Retype the data exactly, from its first line to the line containing "the form [370,289].", including both, and skip any picture.

Point-per-instance localization data:
'''

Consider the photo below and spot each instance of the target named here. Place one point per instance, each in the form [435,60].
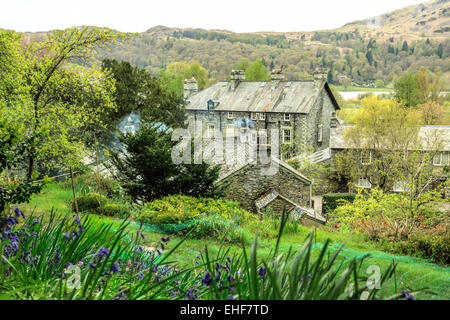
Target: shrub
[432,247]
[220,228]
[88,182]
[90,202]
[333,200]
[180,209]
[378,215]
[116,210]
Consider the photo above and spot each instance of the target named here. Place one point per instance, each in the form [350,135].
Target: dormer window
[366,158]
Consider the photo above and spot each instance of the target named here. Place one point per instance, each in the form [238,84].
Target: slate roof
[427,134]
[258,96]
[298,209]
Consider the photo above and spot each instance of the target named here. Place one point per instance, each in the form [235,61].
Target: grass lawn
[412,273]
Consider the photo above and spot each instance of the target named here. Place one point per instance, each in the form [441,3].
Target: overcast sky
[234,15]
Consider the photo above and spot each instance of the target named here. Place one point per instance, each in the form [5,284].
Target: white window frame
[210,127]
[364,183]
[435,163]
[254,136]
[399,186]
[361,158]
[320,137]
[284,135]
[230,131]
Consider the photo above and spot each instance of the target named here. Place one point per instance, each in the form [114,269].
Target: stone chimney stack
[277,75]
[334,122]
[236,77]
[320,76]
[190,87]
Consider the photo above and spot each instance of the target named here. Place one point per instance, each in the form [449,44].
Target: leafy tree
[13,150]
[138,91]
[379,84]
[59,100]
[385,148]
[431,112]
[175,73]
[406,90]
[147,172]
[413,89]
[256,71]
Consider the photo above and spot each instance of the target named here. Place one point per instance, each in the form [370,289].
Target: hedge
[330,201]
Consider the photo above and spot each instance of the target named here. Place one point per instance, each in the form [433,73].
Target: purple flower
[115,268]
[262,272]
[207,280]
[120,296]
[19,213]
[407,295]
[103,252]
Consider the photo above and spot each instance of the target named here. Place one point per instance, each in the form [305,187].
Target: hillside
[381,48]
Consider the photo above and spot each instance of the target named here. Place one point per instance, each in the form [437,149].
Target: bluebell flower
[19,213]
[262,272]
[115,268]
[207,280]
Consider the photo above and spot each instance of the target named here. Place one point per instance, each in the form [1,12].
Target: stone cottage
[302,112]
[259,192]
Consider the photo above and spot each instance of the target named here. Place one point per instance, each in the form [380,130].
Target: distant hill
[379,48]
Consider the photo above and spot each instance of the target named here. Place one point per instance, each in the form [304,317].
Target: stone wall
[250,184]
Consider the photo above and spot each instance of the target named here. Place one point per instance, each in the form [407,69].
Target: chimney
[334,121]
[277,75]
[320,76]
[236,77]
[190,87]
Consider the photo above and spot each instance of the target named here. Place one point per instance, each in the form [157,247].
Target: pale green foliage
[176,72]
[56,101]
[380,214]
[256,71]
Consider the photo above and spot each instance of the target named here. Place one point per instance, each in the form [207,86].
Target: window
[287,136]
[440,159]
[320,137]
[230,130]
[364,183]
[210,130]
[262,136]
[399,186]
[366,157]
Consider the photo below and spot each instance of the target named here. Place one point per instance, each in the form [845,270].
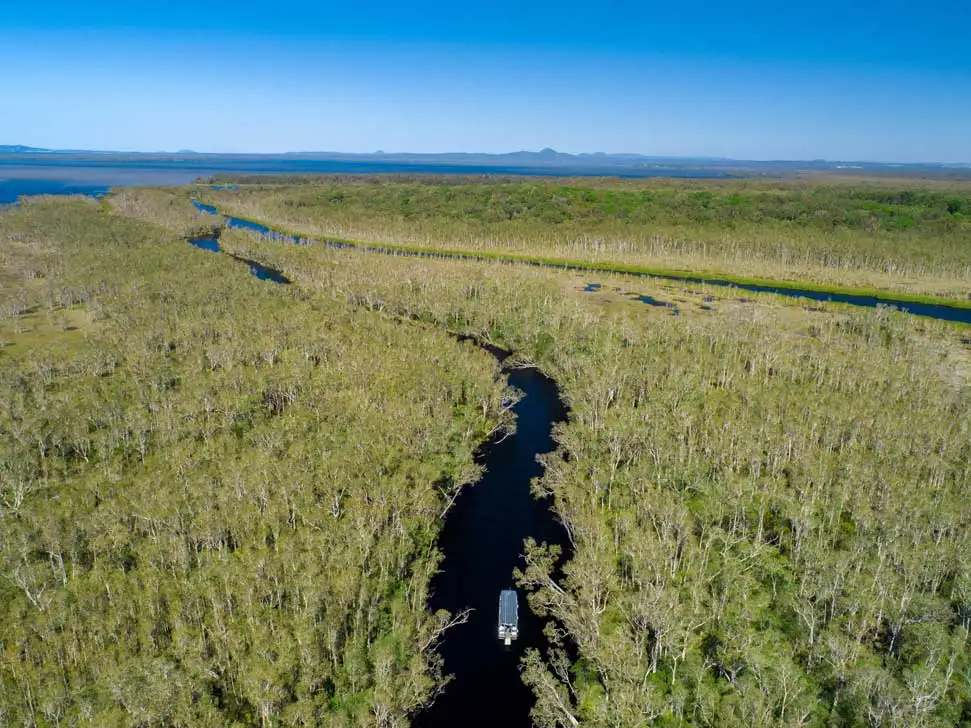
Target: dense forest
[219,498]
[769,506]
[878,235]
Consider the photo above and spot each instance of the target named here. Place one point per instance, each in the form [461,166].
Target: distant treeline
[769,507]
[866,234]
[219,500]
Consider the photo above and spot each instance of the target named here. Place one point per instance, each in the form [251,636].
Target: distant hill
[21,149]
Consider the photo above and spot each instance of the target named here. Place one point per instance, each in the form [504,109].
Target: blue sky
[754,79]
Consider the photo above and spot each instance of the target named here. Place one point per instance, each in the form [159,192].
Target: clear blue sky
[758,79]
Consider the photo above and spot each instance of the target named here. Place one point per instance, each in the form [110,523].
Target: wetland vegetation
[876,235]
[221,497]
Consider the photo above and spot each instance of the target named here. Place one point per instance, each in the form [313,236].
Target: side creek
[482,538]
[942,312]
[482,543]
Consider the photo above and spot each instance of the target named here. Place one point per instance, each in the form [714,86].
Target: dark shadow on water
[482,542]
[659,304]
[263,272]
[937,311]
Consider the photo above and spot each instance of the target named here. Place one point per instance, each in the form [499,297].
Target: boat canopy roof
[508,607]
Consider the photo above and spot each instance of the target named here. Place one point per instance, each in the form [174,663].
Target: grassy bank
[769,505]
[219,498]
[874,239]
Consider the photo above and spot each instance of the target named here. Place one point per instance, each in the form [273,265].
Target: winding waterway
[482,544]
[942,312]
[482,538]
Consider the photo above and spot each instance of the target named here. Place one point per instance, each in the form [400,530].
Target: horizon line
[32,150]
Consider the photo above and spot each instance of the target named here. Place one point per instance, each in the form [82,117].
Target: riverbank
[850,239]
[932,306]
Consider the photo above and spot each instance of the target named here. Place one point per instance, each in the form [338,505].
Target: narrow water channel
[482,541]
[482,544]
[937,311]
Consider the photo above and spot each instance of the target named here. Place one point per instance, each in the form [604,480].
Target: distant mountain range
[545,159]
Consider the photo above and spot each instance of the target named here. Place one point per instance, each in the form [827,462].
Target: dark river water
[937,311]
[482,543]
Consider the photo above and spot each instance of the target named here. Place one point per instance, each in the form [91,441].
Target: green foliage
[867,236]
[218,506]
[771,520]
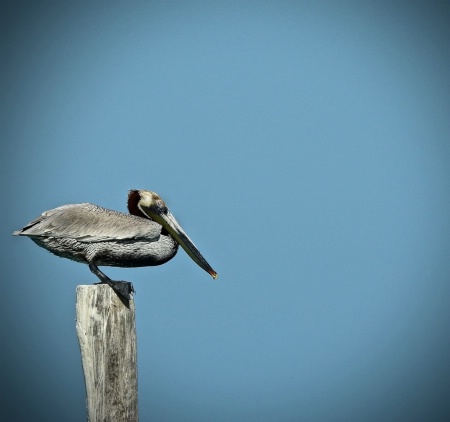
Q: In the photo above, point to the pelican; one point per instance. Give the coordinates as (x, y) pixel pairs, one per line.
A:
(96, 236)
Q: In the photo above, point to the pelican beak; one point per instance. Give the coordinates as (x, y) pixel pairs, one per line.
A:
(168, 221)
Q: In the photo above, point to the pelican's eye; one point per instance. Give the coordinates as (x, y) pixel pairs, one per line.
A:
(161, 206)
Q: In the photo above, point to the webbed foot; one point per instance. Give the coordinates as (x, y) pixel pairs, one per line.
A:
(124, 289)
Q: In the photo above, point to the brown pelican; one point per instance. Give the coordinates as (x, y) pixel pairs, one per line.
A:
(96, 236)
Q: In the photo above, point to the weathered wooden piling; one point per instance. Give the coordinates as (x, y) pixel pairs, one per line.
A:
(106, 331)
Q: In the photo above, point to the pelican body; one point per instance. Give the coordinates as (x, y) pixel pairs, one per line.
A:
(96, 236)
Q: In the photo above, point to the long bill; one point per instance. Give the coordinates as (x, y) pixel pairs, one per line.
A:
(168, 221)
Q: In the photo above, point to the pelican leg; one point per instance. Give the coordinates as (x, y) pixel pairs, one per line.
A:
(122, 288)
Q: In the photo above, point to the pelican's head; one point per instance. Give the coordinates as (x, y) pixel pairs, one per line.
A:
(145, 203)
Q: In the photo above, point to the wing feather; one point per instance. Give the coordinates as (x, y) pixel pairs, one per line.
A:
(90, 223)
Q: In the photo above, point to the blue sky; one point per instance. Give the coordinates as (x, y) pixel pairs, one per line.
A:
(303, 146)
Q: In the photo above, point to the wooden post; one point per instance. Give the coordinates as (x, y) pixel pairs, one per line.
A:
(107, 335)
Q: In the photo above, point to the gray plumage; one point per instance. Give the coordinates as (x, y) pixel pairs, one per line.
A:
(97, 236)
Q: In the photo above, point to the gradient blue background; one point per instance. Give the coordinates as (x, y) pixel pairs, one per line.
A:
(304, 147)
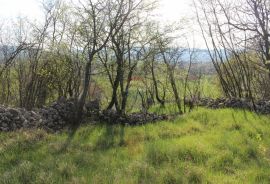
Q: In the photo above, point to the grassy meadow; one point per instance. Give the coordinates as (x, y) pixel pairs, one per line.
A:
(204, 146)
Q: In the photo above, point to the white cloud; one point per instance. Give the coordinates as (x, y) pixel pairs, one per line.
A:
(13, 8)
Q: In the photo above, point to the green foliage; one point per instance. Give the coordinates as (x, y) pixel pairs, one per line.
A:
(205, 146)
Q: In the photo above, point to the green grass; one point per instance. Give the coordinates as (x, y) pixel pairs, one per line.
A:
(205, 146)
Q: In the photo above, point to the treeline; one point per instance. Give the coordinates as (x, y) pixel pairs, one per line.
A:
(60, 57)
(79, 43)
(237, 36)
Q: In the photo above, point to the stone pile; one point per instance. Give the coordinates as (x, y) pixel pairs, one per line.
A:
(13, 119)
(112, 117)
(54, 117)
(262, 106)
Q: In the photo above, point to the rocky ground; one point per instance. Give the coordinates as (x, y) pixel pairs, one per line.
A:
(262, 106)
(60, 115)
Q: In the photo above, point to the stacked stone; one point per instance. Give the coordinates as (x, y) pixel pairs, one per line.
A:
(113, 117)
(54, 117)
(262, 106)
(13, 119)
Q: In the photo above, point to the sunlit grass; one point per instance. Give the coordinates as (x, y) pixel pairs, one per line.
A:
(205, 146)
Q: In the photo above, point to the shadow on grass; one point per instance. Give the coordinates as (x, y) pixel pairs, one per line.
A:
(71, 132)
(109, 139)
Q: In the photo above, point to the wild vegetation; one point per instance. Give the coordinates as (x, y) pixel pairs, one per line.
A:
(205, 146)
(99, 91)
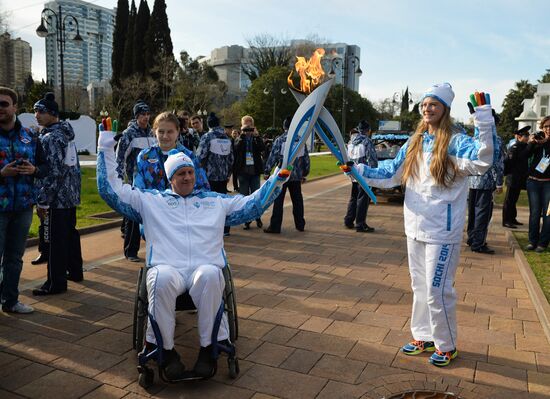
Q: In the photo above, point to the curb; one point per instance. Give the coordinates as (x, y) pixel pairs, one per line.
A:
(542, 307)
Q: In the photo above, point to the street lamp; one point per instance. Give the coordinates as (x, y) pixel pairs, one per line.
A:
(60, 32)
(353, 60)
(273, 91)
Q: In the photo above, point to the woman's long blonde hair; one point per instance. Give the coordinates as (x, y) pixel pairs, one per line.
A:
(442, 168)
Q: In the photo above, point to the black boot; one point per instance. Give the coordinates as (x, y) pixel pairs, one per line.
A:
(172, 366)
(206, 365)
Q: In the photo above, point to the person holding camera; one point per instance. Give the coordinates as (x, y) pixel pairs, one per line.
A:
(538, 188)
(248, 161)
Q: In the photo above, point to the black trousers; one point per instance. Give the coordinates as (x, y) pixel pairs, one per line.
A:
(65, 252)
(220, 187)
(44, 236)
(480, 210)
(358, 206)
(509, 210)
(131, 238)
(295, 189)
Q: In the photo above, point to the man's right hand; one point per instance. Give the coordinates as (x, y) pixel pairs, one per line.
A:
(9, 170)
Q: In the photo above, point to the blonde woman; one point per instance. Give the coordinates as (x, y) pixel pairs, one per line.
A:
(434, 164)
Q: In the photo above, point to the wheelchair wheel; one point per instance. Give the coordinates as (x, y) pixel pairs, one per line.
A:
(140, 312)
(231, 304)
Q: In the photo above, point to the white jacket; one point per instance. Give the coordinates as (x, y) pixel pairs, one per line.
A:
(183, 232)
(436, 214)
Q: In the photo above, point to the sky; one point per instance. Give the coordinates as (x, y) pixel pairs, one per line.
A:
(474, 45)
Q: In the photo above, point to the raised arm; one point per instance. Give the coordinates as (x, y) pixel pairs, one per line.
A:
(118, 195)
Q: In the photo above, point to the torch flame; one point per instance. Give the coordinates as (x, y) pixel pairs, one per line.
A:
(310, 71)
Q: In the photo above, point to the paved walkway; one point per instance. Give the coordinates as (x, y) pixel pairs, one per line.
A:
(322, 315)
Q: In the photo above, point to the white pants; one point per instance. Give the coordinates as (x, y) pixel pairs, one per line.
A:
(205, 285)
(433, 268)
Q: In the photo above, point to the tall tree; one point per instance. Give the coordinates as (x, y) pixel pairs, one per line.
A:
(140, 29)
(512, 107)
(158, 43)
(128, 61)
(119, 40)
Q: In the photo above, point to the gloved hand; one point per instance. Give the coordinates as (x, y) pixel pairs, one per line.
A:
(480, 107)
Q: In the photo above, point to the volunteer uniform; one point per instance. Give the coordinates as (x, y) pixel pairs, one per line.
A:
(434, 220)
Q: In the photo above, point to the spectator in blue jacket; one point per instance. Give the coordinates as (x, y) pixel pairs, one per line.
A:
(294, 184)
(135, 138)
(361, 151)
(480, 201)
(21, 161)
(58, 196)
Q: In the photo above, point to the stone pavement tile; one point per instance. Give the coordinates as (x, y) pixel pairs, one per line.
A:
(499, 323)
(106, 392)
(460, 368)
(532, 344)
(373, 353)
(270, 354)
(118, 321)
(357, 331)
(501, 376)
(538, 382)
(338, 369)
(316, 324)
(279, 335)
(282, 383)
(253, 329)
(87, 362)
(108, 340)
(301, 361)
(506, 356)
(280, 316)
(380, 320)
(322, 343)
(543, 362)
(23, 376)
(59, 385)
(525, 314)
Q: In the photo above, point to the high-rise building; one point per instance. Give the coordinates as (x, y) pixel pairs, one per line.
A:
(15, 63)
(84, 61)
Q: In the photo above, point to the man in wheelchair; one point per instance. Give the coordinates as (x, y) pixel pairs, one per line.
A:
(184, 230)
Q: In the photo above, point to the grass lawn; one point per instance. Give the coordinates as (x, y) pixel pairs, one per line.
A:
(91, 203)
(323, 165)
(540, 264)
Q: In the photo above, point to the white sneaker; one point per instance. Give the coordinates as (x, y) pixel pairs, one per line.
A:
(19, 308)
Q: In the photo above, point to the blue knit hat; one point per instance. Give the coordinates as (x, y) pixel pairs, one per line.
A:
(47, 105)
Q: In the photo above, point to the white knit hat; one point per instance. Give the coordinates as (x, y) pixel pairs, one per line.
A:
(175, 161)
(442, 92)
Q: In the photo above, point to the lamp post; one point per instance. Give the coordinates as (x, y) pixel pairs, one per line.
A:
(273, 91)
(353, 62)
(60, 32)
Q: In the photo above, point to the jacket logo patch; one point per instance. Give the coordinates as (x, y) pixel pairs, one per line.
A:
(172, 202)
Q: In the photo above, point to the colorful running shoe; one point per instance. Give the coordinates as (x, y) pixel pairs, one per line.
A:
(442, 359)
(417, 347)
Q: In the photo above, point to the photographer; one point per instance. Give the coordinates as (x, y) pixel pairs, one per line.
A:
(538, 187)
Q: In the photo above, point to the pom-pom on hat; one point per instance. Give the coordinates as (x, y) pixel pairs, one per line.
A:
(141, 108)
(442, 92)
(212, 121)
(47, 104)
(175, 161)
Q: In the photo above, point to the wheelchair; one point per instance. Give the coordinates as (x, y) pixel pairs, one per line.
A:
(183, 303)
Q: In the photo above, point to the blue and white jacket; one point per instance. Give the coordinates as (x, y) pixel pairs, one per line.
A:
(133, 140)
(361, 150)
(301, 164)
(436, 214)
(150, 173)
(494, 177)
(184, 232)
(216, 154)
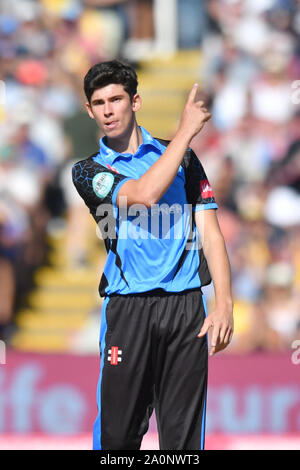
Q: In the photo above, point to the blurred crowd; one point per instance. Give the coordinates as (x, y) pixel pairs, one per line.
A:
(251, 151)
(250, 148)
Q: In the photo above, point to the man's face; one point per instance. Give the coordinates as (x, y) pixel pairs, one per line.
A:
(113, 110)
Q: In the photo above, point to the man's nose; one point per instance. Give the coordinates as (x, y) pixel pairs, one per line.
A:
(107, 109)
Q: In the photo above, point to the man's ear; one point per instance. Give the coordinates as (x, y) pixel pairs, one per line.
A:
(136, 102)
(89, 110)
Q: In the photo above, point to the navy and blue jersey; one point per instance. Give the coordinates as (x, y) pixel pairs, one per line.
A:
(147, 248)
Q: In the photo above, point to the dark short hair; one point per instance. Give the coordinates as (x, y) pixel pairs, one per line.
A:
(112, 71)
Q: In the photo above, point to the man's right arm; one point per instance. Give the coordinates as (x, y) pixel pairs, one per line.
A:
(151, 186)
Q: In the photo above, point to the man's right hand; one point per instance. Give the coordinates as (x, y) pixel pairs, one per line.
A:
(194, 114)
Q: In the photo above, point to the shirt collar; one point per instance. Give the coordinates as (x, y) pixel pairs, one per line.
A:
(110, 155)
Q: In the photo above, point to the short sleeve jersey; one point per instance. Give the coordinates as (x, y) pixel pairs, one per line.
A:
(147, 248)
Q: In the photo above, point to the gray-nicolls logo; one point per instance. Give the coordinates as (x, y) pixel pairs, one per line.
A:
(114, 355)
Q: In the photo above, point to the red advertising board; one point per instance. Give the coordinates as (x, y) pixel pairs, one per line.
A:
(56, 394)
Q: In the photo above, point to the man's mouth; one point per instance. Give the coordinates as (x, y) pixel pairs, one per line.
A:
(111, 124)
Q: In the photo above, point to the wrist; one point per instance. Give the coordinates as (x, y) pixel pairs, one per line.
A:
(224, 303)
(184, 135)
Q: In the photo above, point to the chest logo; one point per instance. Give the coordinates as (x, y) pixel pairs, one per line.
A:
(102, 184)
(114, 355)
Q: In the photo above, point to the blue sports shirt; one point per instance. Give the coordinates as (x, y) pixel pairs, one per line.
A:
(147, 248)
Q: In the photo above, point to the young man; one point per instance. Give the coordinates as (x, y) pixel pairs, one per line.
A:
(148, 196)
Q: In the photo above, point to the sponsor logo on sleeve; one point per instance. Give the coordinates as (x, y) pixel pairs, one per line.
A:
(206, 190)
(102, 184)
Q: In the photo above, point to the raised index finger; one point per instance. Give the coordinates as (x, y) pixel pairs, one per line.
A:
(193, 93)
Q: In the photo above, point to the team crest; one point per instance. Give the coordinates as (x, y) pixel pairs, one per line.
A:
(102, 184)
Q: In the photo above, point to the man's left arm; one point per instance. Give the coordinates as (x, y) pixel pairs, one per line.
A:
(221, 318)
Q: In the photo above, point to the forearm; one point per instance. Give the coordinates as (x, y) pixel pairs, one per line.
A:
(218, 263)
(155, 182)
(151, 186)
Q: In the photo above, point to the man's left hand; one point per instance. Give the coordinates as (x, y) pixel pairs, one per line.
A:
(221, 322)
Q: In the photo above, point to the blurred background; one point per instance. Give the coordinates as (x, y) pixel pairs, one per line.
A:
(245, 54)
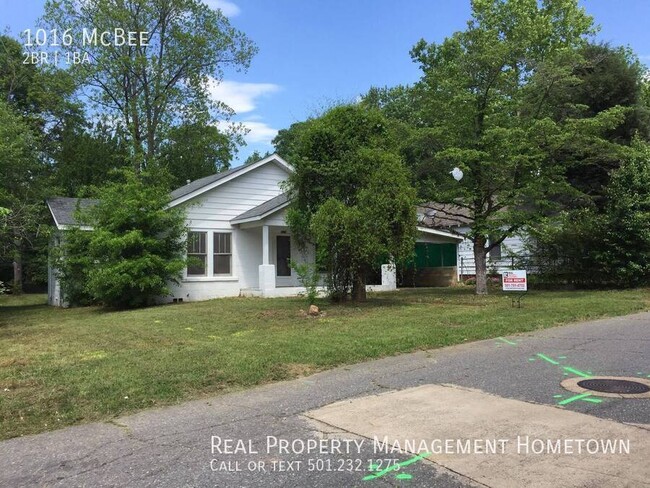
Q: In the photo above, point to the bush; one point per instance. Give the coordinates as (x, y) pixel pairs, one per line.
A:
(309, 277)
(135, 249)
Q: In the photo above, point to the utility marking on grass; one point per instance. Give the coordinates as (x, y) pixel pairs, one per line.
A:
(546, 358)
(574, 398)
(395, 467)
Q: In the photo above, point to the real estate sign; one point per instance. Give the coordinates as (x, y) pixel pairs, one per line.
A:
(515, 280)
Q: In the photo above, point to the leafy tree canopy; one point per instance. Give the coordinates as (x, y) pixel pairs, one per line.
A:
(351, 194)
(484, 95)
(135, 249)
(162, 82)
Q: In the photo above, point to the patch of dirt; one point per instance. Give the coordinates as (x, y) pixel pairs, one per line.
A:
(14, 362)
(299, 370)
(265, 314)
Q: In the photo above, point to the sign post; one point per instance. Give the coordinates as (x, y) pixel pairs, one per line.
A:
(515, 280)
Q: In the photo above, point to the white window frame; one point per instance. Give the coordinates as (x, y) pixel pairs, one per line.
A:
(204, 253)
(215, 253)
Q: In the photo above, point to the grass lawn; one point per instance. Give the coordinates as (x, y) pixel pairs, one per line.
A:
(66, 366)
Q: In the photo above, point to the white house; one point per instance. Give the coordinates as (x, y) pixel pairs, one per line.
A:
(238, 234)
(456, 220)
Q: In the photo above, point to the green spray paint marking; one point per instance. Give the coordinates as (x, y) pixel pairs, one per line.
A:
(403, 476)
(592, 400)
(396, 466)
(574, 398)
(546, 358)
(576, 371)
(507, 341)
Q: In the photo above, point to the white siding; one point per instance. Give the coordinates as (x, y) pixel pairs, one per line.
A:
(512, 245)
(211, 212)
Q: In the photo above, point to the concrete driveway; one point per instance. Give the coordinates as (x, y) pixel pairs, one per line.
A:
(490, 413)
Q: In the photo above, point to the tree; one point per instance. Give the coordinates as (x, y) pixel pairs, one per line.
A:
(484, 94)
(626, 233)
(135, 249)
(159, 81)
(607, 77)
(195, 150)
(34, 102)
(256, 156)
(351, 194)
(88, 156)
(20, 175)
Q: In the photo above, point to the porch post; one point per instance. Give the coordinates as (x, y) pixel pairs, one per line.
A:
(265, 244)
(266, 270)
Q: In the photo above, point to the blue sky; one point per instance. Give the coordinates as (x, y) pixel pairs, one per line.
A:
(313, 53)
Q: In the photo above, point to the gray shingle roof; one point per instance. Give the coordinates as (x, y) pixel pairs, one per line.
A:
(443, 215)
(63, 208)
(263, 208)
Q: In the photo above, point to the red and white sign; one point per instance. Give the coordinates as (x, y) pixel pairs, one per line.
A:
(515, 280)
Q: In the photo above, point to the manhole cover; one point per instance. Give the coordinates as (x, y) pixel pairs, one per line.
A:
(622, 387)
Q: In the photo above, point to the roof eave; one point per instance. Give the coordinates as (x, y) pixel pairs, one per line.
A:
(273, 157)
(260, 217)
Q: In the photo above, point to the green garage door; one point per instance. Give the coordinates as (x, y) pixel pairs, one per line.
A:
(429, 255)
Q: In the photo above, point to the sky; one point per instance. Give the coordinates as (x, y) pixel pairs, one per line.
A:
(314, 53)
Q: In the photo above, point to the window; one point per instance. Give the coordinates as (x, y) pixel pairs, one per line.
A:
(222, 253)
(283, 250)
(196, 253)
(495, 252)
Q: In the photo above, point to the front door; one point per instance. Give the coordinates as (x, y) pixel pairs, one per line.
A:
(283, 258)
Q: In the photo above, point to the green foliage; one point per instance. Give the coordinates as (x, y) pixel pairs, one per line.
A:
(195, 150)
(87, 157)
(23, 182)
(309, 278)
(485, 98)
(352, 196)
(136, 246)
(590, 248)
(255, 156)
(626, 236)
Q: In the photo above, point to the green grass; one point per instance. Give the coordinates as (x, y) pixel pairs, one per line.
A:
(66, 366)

'''

**Result of the task**
Consider the photo below and spot each instance of the target named here. Place one point per instance, each in the form [435,60].
Target: shrub
[432,247]
[220,228]
[88,182]
[90,202]
[333,200]
[180,209]
[378,215]
[116,210]
Consider the photo above and spot each instance of the target named here. Place one point per instance, each in the form [350,135].
Target: dormer window
[366,158]
Consider the photo above and spot each instance of the target named here. Place one point per instance, each in the form [238,84].
Target: slate roof
[427,134]
[258,96]
[298,209]
Consider the photo above and spot each instance of the target named here. Place one point per instance, each in the form [235,61].
Target: grass lawn
[412,273]
Consider the photo above and spot each instance of the target named here. Place one point per instance, each in the form [441,3].
Target: overcast sky
[234,15]
Consider the photo above and spot each instance of the target named here. Place one point per instance, each in the form [5,284].
Target: white window frame
[210,127]
[364,183]
[435,163]
[254,136]
[399,186]
[361,158]
[320,137]
[284,135]
[230,131]
Consider the photo above and spot each instance of the target named here. Place one point per instance, each in the form [114,269].
Target: stone chimney stack
[277,75]
[334,122]
[236,77]
[320,76]
[190,87]
Consider the photo above and spot each instance of the target named here. Place one point per instance, each in the form [449,44].
Target: leafy tree
[13,150]
[138,91]
[379,84]
[59,100]
[385,148]
[431,112]
[175,73]
[406,90]
[147,172]
[413,89]
[256,71]
Consider the photo above and spot each instance of the target named here. Place one point per instance, each in the form [370,289].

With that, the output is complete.